Work to complete = Using the entries that follow, state how many lines contain "person", with no other words.

--- START ---

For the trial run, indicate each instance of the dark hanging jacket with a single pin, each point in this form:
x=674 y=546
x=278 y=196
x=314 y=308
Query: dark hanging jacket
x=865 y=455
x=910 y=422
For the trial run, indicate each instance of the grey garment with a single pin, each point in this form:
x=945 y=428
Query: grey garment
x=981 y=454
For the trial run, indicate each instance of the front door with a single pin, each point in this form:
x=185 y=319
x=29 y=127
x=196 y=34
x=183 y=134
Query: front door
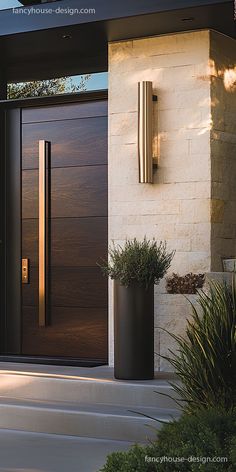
x=66 y=213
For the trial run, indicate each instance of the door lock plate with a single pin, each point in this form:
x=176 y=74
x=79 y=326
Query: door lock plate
x=25 y=271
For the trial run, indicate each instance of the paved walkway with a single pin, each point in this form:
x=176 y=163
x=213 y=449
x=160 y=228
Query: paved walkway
x=36 y=452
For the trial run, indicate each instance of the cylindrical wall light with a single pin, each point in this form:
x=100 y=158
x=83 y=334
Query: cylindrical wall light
x=145 y=104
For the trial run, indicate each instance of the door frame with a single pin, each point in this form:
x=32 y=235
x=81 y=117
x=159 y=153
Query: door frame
x=10 y=223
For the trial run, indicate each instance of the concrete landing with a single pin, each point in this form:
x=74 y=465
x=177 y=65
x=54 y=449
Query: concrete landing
x=33 y=452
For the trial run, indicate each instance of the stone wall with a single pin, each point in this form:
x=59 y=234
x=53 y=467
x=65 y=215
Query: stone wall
x=223 y=148
x=176 y=208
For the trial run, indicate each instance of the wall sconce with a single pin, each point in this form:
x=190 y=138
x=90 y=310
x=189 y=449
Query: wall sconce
x=145 y=131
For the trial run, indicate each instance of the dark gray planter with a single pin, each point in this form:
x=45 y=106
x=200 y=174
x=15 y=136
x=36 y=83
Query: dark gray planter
x=134 y=332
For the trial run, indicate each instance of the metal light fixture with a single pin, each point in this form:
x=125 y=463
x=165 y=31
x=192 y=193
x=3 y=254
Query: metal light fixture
x=145 y=131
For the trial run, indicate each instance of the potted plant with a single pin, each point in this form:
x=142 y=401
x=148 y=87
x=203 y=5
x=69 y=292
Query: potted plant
x=135 y=268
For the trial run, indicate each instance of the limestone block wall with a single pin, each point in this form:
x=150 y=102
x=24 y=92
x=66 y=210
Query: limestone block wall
x=223 y=147
x=177 y=207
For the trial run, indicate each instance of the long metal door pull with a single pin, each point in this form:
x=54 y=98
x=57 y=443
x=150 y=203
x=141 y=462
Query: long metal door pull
x=44 y=162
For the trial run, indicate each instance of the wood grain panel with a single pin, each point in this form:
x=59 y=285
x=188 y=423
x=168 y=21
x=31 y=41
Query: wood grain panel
x=74 y=241
x=64 y=112
x=73 y=332
x=74 y=142
x=75 y=192
x=70 y=286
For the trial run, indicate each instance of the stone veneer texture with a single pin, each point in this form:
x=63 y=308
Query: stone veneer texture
x=178 y=206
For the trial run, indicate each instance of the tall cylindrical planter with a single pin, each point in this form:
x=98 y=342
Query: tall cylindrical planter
x=133 y=332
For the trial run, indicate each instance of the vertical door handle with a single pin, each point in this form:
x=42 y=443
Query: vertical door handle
x=44 y=170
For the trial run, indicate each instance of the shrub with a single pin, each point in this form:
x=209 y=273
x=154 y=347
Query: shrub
x=188 y=283
x=205 y=360
x=201 y=435
x=143 y=262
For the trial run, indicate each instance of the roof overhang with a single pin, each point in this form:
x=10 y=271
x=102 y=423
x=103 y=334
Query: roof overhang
x=44 y=45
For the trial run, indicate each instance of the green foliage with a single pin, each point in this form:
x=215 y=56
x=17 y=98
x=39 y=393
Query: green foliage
x=42 y=88
x=205 y=361
x=204 y=434
x=143 y=262
x=189 y=283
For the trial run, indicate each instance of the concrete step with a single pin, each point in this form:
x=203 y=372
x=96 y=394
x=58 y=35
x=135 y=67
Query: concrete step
x=100 y=421
x=21 y=451
x=82 y=386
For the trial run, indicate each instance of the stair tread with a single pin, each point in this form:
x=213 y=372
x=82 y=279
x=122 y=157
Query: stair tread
x=93 y=374
x=87 y=408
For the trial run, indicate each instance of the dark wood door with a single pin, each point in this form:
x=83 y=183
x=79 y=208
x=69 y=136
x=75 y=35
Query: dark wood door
x=77 y=321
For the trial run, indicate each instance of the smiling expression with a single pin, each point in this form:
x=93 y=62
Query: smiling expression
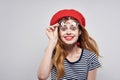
x=69 y=31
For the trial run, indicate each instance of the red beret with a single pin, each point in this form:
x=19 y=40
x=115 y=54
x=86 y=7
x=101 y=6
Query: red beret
x=68 y=13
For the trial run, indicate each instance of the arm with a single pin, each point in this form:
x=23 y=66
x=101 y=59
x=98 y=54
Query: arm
x=46 y=62
x=92 y=74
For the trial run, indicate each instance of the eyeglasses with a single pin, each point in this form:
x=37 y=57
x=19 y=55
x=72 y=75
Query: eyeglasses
x=64 y=26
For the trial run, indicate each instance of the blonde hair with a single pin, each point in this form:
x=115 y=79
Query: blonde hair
x=60 y=54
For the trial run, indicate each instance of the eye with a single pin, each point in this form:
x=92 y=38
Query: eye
x=74 y=23
x=63 y=28
x=73 y=28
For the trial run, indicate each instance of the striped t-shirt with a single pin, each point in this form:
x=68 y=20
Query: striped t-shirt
x=78 y=70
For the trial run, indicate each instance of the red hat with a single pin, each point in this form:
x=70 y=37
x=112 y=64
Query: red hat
x=68 y=13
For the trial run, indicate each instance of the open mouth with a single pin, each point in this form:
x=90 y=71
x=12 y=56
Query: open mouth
x=68 y=38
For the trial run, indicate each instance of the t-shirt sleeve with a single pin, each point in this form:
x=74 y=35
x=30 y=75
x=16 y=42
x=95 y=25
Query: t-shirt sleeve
x=93 y=62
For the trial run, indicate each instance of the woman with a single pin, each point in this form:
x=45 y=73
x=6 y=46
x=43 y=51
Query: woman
x=71 y=53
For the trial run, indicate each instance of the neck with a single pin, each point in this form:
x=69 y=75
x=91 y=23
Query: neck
x=72 y=49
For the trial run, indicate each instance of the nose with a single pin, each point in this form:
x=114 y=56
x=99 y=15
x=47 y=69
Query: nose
x=68 y=32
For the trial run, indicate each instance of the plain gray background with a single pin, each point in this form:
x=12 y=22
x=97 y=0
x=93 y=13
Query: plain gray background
x=23 y=39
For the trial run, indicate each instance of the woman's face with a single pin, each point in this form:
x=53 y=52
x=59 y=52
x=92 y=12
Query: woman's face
x=69 y=31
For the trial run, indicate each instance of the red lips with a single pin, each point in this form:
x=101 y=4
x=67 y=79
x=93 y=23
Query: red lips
x=68 y=38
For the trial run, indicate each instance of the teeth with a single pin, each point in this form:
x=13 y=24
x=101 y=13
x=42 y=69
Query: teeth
x=68 y=37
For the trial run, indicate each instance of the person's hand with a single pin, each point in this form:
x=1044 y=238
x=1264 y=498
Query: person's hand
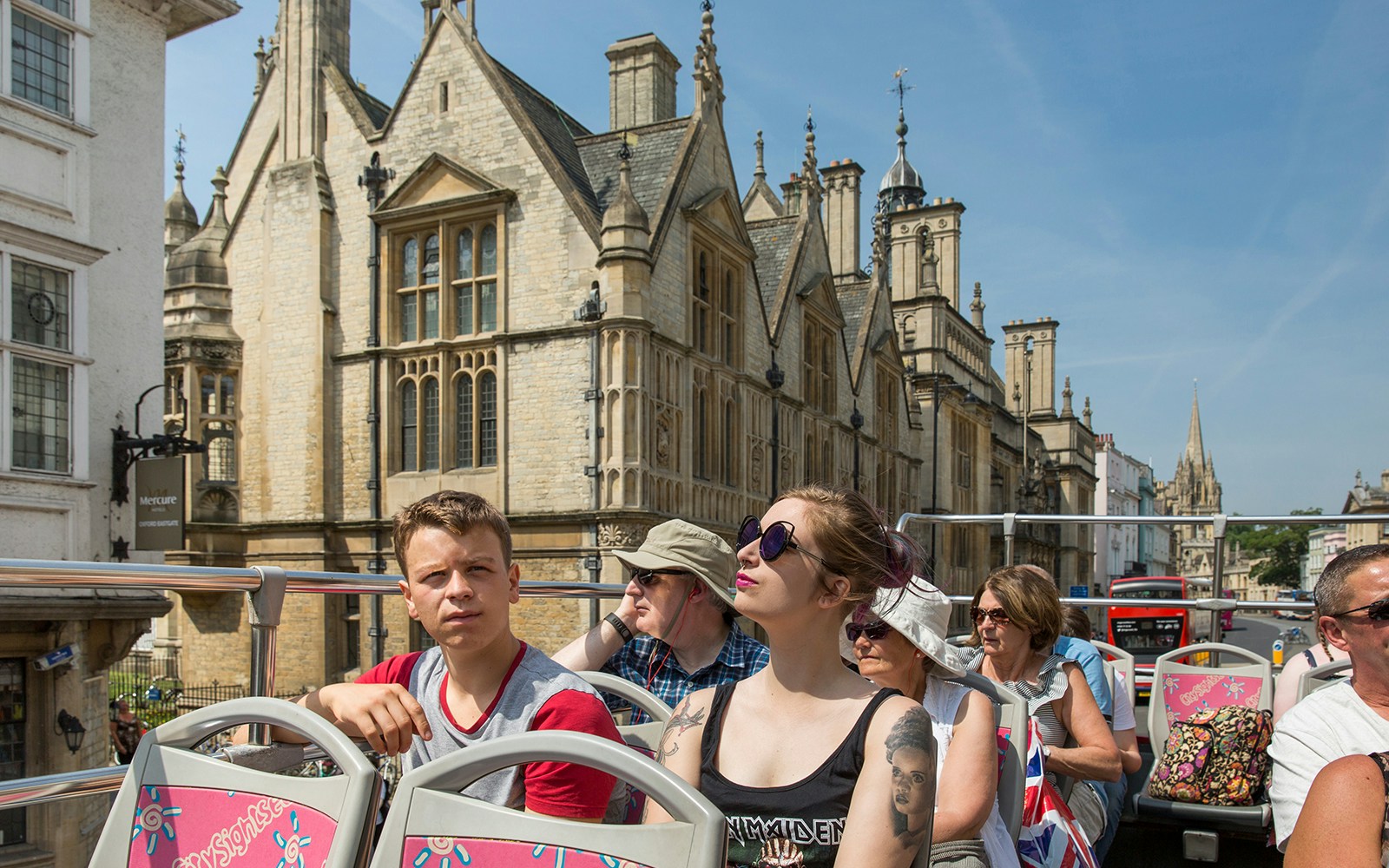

--- END ---

Result = 2